What needs to be done. Reproduce, word for word, the part of the listing from the line with "On this screenshot, the wooden countertop" up to and including the line with "[0,388,1000,448]".

Extracted entries.

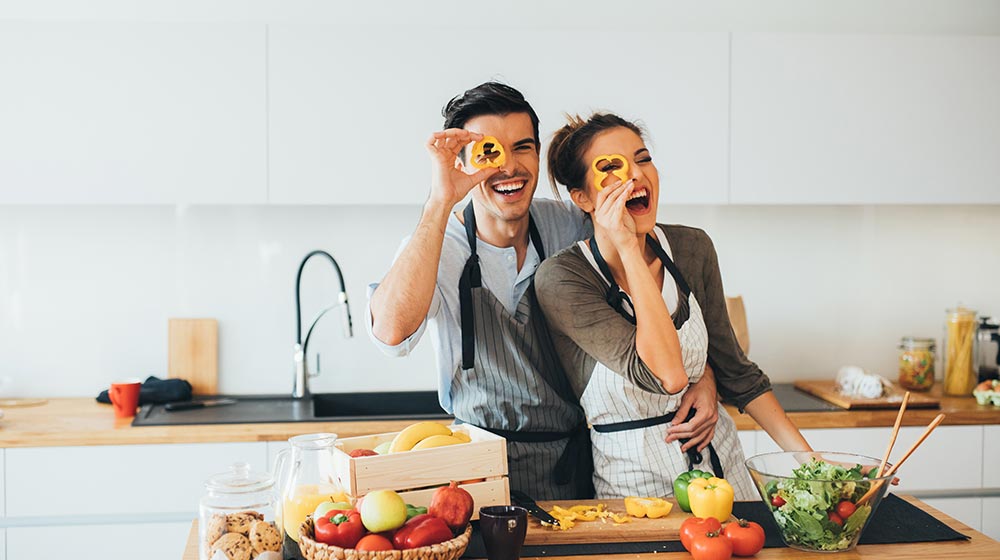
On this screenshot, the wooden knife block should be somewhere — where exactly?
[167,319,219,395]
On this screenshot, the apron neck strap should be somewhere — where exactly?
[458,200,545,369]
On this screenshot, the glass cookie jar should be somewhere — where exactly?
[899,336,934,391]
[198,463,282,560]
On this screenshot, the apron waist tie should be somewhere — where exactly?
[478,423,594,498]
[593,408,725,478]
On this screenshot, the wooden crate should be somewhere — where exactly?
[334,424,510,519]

...

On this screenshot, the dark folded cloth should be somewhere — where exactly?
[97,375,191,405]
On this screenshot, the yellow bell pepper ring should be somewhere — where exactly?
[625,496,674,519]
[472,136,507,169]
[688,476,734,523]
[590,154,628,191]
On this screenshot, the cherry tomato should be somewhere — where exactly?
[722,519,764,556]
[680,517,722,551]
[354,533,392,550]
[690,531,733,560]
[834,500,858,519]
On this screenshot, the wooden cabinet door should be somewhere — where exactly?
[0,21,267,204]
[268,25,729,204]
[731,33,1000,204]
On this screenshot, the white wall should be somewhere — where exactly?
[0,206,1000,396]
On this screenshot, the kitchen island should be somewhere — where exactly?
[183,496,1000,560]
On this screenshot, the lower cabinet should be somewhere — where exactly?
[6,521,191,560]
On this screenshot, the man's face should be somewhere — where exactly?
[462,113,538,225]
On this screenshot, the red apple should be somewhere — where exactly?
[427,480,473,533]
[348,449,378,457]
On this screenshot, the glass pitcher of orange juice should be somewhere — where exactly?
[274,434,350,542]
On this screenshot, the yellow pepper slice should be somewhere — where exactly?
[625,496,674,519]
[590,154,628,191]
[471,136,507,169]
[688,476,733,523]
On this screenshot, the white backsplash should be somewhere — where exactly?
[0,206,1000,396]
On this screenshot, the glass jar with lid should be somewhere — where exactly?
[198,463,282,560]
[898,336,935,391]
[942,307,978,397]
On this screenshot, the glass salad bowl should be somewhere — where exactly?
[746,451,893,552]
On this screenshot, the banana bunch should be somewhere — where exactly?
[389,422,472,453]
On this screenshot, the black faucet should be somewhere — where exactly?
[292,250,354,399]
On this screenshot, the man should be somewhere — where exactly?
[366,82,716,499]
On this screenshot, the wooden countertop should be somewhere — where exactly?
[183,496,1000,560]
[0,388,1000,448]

Solution to the problem.
On this screenshot, the wooden countertop should be somewhere — where exactly?
[183,496,1000,560]
[0,388,1000,448]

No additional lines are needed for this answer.